▶ Passage provided:
-----
KOCHI: In a fast moving world that is defined by relentless digital distraction, Amarnath Sankar’s ‘Pause, Breathe, Grateful!’ offers a crucial counter-movement rooted in stillness and attention.
The book grew out of his #365daysofGratitude project, where he recorded one thing he was grateful for every day for a year, earning a spot in the India Book of Records.
From that long archive, Sankar has chosen 100 stories — short notes, actually — that masterfully demonstrate how small moments can shift the way we think and feel.
The range is wide and intentionally varied: one page might touch upon Carl Sagan’s cosmic perspective, and the next might celebrate something as simple as a comforting bowl of rasam.
These entries draw from people he met, small incidents, practices picked up during difficult periods, or references from history and books, appearing seamlessly alongside everyday things like food, travel, work, or childhood experiences. The book encourages the reader to see how gratitude can be expressed to anything, anywhere, anytime.
The writing stays simple and direct throughout, often just a page or two. Sankar is not aiming for heavy philosophy or elaborate prose. The tone is conversational, like someone noting down what they learned before going to bed.
This simplicity is the book’s strength, successfully lowering the barrier for readers who want to start a gratitude practice but don’t know where to begin. The book also includes self-reflection prompts, making it easy to use as a daily or weekly practice.
This straightforward tone, paired with the small scale of each entry, makes the book accessible even to readers who don’t usually gravitate toward self-help or mindfulness. It doesn’t claim to offer solutions; it simply gathers instances where Sankar found clarity, steadiness, or a shift in perspective.
At the heart of the book is a line that reflects its overall purpose: “Today, I am grateful for this beautiful, poetic, mystical idea of being in the flow.”
It is only as you move deeper into the book that certain reflections stand out in the way they reinterpret everyday ideas. One entry takes the idea of vanilla as plain or ordinary and flips it — showing how a flavour he has loved all his life represents steadiness, comfort, and the value of simple preferences.
Another one looks at the trillions of bacteria in the gut microbiome, recognising how these unseen systems maintain the body’s balance and even influence emotion and intuition.
Each one tries to make the reader pause for a moment and look at something familiar with a little more clarity.
‘Pause, Breathe, Grateful!’ works best if you read it slowly, and without expecting big revelations. It’s a reminder-driven book, gently nudging readers to pay attention to what they already have, whether it’s a cosmic idea or something as ordinary as a familiar meal.
The book is currently available on Amazon and Flipkart, priced at Rs 399.
-----
▶ Requirement: What is the Spanish translation of this sentence from the book review above: "Each one tries to make the reader pause for a moment and look at something familiar with a little more clarity."

Source data:
-----
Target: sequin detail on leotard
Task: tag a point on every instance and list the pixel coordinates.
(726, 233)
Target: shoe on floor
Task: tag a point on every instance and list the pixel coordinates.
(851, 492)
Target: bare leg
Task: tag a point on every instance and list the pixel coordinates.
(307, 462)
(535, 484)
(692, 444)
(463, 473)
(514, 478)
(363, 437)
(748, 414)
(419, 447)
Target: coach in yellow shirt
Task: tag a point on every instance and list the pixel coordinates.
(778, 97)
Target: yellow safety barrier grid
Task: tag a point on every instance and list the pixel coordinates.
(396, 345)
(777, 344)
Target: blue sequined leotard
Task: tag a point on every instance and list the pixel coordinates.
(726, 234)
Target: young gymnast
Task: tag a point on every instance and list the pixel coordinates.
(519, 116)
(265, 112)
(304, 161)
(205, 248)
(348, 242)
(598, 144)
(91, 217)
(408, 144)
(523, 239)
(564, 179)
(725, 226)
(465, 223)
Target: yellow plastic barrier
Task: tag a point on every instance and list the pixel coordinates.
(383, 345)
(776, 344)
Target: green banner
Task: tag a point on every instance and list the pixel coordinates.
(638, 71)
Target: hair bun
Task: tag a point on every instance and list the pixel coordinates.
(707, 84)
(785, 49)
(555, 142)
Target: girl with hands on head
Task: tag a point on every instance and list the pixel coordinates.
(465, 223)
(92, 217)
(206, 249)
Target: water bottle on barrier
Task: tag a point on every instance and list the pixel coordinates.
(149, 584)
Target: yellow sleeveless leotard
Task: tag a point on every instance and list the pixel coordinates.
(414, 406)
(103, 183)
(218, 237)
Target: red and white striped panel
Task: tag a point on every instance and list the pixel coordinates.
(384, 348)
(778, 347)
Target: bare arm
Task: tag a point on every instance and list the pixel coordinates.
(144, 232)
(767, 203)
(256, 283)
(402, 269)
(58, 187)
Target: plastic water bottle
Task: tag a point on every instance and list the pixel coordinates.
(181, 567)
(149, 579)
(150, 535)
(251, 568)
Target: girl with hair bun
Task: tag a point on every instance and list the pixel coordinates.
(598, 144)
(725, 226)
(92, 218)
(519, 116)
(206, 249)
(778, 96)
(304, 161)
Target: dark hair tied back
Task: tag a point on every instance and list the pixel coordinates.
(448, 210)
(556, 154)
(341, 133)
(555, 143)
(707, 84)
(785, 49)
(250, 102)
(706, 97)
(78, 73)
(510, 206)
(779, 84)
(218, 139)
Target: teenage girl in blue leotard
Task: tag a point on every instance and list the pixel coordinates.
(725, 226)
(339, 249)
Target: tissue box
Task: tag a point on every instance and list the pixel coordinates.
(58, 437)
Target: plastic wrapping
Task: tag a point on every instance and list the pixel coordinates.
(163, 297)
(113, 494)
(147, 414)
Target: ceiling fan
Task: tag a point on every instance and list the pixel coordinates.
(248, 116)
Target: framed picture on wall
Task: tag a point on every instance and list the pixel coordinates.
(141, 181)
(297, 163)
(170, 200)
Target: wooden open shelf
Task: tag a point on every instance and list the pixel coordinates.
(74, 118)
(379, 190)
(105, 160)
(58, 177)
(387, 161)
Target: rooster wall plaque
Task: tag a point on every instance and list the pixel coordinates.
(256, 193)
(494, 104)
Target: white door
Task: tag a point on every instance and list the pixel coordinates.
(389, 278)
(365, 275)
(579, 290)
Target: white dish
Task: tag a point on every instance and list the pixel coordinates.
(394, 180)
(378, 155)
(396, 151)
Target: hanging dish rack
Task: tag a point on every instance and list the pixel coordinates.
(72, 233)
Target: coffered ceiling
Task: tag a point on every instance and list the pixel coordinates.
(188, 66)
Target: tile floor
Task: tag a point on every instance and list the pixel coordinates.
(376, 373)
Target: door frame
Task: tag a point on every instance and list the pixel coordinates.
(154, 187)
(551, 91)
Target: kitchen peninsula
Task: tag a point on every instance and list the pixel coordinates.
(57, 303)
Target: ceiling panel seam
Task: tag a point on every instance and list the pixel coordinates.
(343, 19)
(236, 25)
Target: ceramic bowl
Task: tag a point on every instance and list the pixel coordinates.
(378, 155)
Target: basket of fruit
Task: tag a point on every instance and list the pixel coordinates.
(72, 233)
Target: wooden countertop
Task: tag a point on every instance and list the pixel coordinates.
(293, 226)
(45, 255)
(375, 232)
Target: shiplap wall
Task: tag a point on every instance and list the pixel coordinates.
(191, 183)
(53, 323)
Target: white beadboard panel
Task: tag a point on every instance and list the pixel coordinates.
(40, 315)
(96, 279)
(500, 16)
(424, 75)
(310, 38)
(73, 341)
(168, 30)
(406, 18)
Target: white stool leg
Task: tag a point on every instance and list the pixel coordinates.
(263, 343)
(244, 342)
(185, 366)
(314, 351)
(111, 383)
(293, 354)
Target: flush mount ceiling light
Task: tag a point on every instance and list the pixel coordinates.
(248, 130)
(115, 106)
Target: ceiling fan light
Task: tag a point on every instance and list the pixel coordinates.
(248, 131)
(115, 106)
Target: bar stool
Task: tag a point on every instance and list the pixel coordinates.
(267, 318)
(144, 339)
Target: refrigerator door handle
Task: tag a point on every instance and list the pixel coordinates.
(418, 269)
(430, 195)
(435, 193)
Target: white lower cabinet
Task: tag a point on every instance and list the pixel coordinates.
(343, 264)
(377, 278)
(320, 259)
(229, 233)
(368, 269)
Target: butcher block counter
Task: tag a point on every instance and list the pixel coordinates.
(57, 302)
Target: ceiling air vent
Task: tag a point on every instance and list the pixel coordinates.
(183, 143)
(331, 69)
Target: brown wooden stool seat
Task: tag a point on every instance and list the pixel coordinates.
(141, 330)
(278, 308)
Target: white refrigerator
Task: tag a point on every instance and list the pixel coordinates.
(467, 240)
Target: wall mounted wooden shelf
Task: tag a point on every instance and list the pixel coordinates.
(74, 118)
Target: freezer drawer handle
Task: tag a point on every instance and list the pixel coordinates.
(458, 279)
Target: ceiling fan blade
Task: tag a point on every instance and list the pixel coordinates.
-----
▶ Finished exercise: Cada una intenta que el lector se detenga un momento y mire algo familiar con un poco más de claridad.